## DATASET EXTRACT
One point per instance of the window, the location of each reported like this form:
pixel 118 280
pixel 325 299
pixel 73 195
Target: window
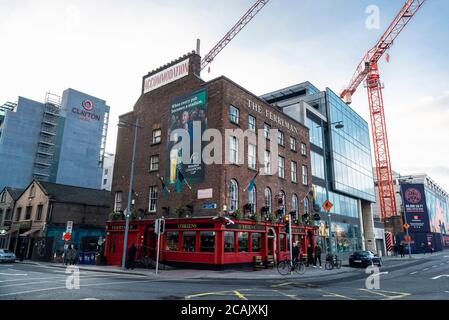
pixel 303 149
pixel 256 241
pixel 280 138
pixel 234 114
pixel 40 208
pixel 152 199
pixel 251 123
pixel 267 198
pixel 243 241
pixel 233 150
pixel 172 241
pixel 252 196
pixel 295 203
pixel 233 195
pixel 28 212
pixel 118 201
pixel 267 162
pixel 18 213
pixel 305 179
pixel 154 163
pixel 281 164
pixel 282 241
pixel 229 242
pixel 292 144
pixel 32 191
pixel 207 241
pixel 252 158
pixel 157 136
pixel 294 171
pixel 189 241
pixel 266 130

## EXERCISE DETAILS
Reproduce only the lines from the top of the material through the one bearing "pixel 73 195", each exactly as it stands.

## SOLUTION TO THE PROBLEM
One point per instance of the window, the location of each reported like this form:
pixel 118 280
pixel 325 299
pixel 73 195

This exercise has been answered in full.